▸ PROBLEM TO WORK ON:
The data below should be printed in full, exactly, and without any of its images.

Natural-language object grounding data
%%

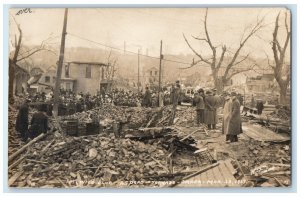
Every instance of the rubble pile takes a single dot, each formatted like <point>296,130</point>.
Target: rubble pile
<point>14,139</point>
<point>263,162</point>
<point>283,113</point>
<point>103,160</point>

%%

▸ REPLY TO THE EXERCISE:
Every instance of the rubble pile takes a single dot, each formatted like <point>296,130</point>.
Target: rubble pile
<point>14,139</point>
<point>263,162</point>
<point>283,113</point>
<point>103,160</point>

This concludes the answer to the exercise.